ARTICLE -
>> begin

Search Unity

Bug Training slows to a crawl after reaching team_change value

Discussion in 'ML-Agents' started by ClemCa, Sep 24, 2022.

  1. ClemCa

    ClemCa

    Joined:
    Mar 9, 2021
    Posts:
    1
    Hi,
    I could not find any reference to that issue, and I've checked and rechecked my project for a few hours now.
    I already confirmed my config file is bog-standard. I call manually an agent using RequestDecision(), and both CollectObservations and OnActionReceived, are correctly triggered.

    The issue seems specific to self-play. Besides changing the team ID, both agents have the same script, behavior name, and settings. RequestDecision is called once every 0.1s, alternating between both agents.

    Everything seems to be fine until it reaches the team_change value. Once it reached it, the training stopped. Stopping and resuming the training seems to increase the number of steps by a few tens of steps before behaving the same way, so I couldn't tell whether it actually stopped or slowed down close to infinitely slow.

    While this happens, Unity keeps collecting observations and receiving actions at the same pace without any sort of sign anything changed other than the lack of progress.
    The console doesn't log anything too, and continues to use the same exact amount of computing resources.
    The only difference is the lack of progress summary (as the steps don't change).

>> end

REQUIREMENTS -
1) Reproduce everything in the ML-Agents forum thread from "I already confirmed" down to "are correctly triggered.".
2) Carry on the ML-Agents forum thread from the point where it stops.

[Dataset rows]
>> begin

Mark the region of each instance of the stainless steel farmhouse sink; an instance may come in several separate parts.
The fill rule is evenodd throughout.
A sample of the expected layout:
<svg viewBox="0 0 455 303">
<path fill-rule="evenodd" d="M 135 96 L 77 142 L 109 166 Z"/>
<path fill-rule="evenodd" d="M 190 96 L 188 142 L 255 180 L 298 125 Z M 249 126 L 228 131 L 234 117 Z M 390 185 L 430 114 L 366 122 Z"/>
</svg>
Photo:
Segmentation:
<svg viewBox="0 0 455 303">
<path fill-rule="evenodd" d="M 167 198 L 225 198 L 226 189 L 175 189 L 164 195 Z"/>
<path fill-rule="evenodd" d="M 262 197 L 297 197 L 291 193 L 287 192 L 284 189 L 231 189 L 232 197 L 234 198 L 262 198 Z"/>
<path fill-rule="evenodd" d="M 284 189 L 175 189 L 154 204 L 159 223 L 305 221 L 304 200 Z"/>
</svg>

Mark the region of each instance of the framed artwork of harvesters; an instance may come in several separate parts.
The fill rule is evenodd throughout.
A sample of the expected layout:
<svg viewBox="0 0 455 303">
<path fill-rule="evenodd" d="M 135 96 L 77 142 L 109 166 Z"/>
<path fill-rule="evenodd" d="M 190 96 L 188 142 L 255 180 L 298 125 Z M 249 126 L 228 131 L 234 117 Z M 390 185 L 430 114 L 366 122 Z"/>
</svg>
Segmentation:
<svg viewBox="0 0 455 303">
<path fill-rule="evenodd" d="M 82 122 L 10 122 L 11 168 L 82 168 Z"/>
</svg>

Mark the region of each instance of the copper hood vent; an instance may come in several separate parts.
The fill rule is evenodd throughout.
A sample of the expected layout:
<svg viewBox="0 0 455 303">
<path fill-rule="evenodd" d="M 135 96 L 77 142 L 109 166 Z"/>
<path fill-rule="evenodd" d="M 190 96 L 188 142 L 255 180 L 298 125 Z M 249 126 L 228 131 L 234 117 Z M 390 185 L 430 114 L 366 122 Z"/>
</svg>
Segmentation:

>> end

PER-TASK OUTPUTS -
1)
I already confirmed my config file is bog-standard. I call manually an agent using RequestDecision(), and both CollectObservations and OnActionReceived, are correctly triggered.

2)
    I confirmed the team_change value was the value in question by reducing it to a low number and observing the same behavior.

    If anyone knows any step I missed while implementing self-play or already encountered a similar issue, please do help me.
     
    Menion-Leah likes this.
  2. Menion-Leah

    Menion-Leah

    Joined:
    Nov 5, 2014
    Posts:
    189
    Facing the same issue here: upon hitting the
    team_change
    steps number (no matter if it is 1000 or 50000), the step count stops increasing, and after a short while the mlagents-learn command fails with the
    mlagents_envs.exception.UnityTimeOutException
    .

    I've also noticed that when performing the swap (so every
    swap_steps
    steps), if the environment randomly selects the current policy instead of a previous one, as a Ghost Trainer, the ELO totally flattens for the entirety of the swap, despite the rewards mean/std behaving normally.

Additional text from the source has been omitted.